• _PROBLEM STATEMENT_
Which lines of the data contain the string "shoe"? Show each of them.

DATA SECTION Start Marker

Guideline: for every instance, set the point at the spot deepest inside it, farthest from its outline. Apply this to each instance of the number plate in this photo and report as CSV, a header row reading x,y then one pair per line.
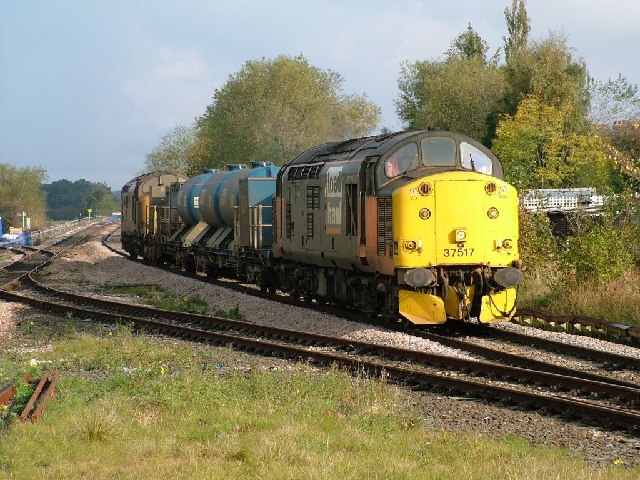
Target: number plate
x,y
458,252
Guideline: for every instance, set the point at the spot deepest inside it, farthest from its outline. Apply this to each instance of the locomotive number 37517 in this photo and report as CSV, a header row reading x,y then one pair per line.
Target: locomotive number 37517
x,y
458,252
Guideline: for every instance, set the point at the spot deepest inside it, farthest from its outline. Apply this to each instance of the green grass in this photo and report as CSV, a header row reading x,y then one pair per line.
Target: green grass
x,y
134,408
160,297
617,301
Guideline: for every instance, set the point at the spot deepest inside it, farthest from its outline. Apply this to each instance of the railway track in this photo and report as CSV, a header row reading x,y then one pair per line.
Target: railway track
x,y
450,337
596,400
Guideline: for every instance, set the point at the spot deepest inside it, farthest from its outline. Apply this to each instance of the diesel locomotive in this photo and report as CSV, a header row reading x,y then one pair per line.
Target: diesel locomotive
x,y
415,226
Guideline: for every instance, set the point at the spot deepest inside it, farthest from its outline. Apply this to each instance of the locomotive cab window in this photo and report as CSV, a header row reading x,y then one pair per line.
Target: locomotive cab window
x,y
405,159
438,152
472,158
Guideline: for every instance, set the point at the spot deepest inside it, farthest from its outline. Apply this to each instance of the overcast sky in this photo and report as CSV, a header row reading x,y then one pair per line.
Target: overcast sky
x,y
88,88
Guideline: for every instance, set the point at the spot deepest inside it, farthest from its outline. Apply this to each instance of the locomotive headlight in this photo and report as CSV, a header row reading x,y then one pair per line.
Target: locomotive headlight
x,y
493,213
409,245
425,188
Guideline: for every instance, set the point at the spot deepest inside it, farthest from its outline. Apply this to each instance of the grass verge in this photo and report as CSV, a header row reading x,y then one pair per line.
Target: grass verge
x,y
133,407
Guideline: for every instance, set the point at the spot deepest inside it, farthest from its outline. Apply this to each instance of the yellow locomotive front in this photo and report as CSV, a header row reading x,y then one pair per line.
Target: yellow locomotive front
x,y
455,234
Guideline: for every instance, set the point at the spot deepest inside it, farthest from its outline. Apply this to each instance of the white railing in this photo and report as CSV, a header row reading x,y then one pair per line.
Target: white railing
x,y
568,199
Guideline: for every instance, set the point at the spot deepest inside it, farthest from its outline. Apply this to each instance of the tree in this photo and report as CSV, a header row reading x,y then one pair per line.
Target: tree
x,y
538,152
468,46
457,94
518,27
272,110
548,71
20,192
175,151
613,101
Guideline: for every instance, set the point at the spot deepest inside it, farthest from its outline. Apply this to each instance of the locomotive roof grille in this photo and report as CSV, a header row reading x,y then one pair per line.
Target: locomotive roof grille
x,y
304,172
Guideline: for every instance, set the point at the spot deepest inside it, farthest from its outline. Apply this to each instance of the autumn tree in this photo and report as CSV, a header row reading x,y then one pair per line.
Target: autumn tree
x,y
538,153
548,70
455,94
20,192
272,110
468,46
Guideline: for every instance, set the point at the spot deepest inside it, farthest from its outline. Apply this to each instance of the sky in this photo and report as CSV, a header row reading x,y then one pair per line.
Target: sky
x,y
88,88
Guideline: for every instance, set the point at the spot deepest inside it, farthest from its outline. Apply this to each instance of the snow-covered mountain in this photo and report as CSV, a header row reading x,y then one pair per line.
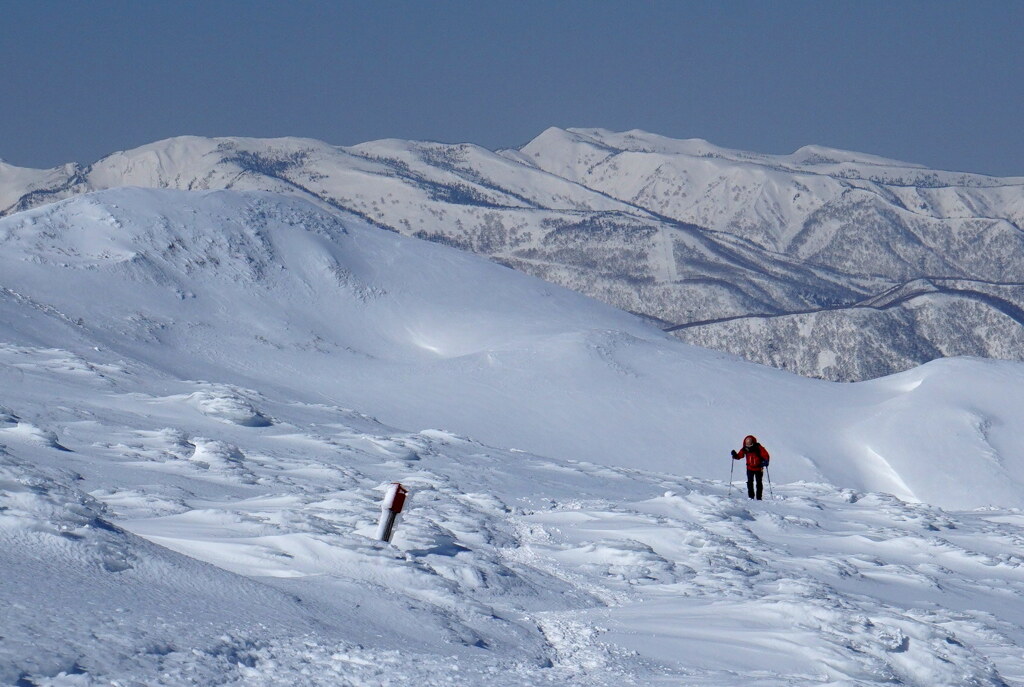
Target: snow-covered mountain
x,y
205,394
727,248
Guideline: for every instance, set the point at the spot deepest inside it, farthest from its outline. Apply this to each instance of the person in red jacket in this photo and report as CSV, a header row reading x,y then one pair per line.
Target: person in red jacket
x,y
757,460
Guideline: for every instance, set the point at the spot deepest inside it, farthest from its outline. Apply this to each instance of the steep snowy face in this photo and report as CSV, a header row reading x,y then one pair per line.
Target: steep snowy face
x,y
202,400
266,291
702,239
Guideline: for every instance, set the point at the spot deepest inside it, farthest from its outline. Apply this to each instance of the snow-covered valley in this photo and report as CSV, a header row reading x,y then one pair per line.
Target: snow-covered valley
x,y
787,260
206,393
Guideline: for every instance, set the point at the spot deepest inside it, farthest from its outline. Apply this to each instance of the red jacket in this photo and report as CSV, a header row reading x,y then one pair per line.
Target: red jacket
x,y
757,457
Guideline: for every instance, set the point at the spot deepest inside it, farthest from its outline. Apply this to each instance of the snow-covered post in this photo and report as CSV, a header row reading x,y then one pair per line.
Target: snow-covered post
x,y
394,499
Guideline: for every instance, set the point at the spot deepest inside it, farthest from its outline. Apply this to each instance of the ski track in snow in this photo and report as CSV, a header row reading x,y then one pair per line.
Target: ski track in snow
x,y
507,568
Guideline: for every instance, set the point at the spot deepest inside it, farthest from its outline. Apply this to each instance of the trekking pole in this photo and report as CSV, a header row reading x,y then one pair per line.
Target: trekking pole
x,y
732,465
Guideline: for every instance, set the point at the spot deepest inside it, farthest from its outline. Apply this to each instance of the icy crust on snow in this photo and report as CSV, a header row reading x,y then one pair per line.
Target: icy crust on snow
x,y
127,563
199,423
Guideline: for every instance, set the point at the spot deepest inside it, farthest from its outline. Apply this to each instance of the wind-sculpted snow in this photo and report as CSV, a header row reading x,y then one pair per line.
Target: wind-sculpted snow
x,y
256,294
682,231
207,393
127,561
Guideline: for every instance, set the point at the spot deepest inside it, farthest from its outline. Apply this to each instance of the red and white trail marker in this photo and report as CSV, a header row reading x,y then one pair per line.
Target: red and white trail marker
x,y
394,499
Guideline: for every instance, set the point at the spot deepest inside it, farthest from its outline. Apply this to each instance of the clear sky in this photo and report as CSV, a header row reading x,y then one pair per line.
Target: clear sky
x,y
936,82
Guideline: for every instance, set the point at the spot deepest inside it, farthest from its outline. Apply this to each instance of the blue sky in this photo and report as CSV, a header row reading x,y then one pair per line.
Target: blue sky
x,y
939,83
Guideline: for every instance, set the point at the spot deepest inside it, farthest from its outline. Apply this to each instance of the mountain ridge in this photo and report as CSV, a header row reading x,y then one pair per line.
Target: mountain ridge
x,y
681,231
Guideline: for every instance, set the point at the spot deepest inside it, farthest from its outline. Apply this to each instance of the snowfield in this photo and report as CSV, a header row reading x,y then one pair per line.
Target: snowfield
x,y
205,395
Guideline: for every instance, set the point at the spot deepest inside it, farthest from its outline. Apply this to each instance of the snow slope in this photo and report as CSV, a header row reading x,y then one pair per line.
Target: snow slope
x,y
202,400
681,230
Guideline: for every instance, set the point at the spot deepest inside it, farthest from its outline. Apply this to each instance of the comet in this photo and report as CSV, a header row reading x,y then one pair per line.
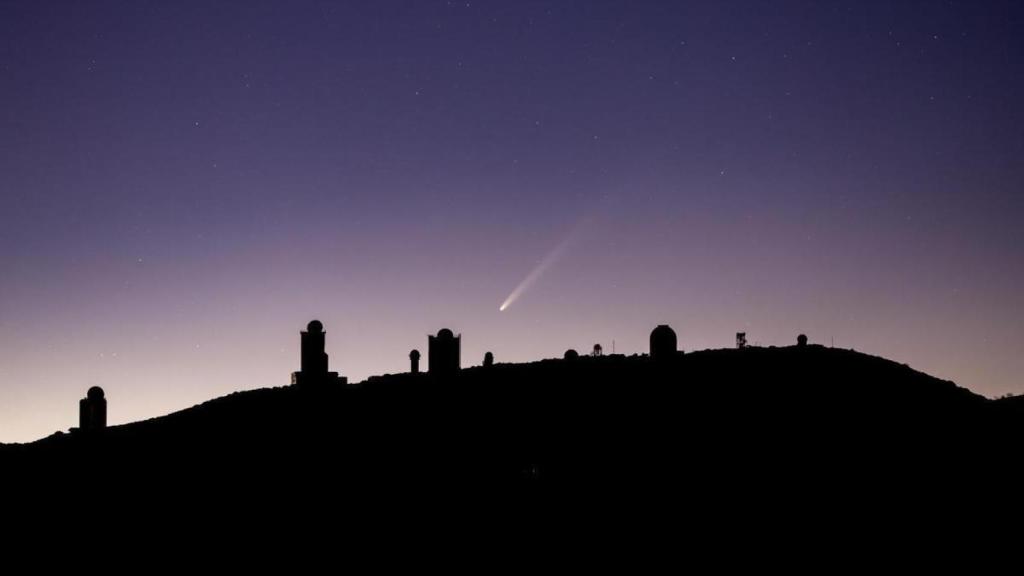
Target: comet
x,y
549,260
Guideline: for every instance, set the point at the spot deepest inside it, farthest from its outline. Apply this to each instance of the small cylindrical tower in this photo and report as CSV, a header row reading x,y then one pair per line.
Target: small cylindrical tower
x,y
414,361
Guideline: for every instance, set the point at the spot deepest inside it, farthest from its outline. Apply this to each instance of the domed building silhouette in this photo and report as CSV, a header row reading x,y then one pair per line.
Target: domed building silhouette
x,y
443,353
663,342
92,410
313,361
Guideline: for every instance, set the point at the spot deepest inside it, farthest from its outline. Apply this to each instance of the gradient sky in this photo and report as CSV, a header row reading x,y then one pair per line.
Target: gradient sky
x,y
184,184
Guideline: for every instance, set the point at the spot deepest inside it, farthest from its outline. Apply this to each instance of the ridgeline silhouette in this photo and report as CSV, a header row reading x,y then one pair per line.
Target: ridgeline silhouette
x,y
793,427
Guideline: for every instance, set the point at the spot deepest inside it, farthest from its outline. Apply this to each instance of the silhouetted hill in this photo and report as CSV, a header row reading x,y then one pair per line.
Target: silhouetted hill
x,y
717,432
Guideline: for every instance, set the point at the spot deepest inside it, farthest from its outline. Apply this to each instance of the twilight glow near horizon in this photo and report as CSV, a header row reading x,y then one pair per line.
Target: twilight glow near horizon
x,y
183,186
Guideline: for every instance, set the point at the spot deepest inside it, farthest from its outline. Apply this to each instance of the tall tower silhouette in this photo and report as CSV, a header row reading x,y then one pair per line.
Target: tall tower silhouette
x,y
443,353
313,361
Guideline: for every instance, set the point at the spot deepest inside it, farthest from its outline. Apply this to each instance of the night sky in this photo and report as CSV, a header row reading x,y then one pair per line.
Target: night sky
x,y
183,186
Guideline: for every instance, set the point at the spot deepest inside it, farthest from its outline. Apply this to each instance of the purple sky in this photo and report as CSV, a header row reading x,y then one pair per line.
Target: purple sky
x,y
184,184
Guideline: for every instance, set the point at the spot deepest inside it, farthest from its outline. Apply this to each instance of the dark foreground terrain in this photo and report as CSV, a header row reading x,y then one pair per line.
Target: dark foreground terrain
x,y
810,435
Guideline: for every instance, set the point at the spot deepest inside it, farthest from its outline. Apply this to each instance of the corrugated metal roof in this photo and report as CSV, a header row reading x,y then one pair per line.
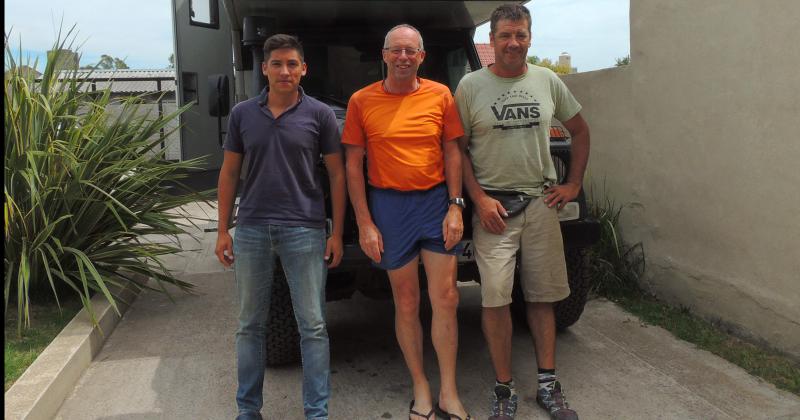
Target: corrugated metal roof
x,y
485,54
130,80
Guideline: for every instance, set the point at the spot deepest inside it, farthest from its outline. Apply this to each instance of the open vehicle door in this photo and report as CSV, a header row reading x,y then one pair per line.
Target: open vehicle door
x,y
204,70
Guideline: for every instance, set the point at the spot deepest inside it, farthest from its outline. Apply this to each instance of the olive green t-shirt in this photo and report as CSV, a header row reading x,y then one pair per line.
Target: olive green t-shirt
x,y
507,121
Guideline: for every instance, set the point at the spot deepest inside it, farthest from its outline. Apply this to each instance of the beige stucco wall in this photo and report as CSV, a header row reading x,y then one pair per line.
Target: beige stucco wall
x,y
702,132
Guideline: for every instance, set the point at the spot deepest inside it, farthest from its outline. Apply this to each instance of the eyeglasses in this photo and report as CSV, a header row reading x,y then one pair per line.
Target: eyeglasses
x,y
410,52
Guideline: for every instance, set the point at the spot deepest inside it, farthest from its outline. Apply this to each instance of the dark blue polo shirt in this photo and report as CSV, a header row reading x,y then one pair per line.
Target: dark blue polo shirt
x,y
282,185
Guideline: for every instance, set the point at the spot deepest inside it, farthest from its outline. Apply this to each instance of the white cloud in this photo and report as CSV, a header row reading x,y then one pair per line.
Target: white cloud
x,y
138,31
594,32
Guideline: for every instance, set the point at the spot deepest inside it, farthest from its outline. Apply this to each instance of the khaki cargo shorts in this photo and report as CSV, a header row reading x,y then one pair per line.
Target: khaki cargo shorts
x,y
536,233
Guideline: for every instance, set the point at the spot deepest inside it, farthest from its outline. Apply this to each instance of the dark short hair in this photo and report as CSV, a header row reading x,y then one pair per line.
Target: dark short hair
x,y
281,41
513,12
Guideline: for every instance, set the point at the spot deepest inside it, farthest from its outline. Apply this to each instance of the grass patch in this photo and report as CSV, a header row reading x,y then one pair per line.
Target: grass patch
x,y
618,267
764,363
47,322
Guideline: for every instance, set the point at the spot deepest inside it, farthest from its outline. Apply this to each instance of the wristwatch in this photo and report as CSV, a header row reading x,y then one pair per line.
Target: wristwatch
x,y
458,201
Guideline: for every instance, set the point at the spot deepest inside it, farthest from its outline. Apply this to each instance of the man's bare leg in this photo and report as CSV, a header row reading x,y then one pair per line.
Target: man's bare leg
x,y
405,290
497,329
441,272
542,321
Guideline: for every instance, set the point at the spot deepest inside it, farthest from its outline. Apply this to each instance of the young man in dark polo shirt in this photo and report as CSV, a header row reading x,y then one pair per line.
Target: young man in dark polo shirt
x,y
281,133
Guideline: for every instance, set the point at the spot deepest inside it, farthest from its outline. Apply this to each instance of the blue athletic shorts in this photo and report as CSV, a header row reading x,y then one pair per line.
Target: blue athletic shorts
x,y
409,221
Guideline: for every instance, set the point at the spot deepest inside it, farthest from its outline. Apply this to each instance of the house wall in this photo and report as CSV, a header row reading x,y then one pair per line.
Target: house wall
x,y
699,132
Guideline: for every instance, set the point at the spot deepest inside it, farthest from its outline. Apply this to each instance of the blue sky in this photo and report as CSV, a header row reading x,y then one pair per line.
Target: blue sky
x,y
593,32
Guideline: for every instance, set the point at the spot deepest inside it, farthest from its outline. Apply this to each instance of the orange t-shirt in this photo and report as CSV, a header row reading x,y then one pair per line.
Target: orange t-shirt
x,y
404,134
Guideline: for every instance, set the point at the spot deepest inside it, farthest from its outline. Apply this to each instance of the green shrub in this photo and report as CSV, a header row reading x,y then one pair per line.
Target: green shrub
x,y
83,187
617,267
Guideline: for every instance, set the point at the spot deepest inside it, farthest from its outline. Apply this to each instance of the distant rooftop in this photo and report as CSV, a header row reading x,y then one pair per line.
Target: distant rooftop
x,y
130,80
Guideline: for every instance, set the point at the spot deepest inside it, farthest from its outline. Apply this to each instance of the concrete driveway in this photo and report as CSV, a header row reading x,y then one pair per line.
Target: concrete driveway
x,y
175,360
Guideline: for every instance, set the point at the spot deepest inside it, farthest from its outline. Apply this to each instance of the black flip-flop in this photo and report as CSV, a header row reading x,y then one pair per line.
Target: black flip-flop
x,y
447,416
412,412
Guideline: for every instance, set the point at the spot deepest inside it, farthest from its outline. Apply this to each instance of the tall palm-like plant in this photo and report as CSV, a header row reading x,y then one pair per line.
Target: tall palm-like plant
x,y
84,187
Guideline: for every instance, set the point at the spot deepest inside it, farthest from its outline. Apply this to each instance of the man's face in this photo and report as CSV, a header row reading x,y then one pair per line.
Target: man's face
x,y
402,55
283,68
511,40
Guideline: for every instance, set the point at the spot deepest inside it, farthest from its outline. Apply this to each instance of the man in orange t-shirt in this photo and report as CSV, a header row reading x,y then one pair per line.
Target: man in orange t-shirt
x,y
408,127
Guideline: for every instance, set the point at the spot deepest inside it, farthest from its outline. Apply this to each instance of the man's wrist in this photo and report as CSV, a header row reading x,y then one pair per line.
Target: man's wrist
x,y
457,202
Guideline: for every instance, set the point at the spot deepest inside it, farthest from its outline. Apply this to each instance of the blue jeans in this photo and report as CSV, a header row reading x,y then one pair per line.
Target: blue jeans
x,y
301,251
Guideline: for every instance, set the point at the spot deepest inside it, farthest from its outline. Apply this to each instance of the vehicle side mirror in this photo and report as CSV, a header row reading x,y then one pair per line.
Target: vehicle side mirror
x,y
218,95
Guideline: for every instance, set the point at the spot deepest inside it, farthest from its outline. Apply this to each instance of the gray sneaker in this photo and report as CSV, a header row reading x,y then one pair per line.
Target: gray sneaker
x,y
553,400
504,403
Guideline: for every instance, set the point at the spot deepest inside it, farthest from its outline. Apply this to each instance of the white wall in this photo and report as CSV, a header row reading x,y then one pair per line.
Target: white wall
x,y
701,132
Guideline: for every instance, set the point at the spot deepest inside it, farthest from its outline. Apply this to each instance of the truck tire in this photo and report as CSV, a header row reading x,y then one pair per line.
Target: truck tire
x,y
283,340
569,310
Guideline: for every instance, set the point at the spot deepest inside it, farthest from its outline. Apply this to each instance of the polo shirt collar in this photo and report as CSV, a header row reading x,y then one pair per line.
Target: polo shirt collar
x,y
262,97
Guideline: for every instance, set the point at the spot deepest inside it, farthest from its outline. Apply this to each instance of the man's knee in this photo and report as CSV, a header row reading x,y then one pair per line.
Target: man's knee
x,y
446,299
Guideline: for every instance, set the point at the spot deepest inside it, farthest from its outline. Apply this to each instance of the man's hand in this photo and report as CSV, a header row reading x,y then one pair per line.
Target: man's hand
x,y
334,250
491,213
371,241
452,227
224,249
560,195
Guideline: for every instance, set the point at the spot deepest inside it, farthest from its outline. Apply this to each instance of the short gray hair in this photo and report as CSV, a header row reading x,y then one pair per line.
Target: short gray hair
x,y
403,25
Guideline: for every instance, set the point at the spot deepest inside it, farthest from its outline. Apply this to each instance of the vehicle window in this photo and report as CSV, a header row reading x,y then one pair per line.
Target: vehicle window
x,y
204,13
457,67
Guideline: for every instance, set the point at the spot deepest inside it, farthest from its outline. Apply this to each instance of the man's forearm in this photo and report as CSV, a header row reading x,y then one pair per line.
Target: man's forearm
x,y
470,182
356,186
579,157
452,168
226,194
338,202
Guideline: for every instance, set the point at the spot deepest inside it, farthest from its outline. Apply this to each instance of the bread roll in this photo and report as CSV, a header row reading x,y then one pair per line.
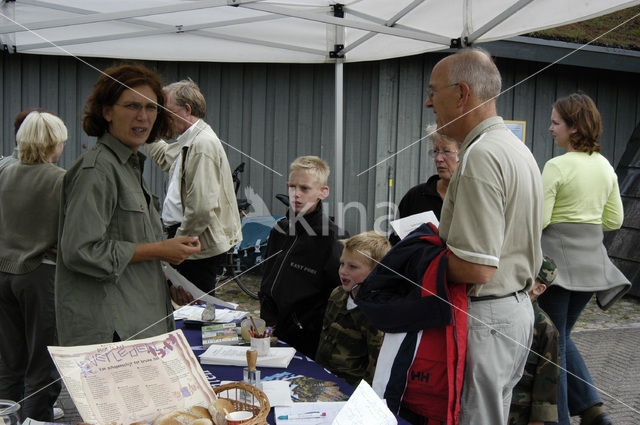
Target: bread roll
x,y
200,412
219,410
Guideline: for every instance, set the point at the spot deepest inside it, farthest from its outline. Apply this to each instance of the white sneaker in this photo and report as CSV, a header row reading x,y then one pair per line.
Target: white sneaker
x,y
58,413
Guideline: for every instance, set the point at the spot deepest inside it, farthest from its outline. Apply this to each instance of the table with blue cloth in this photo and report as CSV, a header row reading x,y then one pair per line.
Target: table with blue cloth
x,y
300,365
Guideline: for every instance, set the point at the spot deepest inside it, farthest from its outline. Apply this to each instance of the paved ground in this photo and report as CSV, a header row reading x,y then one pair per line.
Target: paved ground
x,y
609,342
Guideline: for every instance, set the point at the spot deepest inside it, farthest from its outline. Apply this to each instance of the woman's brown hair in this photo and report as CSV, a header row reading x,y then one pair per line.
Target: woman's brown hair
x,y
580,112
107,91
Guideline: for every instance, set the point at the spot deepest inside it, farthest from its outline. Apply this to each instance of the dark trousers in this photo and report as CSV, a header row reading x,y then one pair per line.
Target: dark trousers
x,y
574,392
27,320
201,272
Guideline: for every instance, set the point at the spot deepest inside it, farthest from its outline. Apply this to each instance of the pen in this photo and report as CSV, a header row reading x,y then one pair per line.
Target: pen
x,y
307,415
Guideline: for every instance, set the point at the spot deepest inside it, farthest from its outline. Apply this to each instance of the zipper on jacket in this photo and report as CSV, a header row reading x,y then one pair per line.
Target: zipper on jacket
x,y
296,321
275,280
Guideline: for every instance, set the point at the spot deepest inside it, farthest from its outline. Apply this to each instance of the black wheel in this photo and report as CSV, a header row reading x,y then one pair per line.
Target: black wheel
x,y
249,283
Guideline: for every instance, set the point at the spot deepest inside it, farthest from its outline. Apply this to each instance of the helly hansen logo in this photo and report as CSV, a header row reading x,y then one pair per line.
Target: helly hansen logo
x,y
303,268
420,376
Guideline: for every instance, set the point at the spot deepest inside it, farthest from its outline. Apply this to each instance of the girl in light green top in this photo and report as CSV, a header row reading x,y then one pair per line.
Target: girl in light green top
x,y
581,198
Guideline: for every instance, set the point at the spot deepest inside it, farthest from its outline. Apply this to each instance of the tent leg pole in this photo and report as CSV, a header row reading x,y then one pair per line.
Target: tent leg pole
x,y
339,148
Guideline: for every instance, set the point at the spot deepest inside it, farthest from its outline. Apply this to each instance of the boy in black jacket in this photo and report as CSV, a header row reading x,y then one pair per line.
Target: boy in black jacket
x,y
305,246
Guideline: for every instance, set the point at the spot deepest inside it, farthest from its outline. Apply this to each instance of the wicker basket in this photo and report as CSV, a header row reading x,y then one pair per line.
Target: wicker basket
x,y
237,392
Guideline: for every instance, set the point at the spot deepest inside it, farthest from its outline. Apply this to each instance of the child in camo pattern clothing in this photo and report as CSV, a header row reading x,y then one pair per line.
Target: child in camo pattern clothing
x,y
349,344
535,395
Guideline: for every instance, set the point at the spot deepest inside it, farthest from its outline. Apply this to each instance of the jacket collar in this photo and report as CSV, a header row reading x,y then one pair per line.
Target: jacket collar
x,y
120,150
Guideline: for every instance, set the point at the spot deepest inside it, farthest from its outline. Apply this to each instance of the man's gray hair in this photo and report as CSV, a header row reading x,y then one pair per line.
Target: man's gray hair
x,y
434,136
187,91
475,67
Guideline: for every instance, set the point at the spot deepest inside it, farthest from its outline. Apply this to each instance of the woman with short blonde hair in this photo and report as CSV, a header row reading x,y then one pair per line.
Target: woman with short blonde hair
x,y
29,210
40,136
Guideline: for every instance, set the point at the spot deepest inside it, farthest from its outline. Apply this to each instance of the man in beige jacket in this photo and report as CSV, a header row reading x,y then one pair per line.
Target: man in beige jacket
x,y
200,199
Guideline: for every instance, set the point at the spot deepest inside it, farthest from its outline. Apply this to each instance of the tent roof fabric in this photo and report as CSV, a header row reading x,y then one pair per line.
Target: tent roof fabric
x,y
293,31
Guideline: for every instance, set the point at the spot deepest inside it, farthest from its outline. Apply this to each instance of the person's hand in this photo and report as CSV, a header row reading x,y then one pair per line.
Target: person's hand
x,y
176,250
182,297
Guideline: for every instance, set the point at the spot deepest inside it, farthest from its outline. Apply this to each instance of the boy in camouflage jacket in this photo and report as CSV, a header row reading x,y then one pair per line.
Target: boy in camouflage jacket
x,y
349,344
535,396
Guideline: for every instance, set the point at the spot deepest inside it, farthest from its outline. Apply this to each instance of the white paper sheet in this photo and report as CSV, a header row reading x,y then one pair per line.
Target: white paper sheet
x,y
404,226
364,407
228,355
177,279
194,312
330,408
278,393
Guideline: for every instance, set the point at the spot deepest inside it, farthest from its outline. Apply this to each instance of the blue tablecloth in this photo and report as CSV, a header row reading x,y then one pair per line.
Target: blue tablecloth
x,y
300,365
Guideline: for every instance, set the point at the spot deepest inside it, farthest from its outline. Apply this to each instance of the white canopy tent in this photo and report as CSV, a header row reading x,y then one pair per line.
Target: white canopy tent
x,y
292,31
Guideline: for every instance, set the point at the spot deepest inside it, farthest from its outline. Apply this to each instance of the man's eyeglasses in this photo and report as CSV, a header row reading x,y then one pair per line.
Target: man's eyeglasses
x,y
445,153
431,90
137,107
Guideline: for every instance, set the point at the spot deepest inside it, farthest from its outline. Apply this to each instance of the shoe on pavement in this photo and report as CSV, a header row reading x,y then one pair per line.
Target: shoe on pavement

DATA SECTION End Marker

• _COMPLETED TASK_
Guideline: for every instance, set the point at the spot deepest inside it, farthest from its outline. Apply this to each instance of the shoe on pavement in this photo and report as CSV, a header row reading x,y then one pair per line.
Target: shoe on pavement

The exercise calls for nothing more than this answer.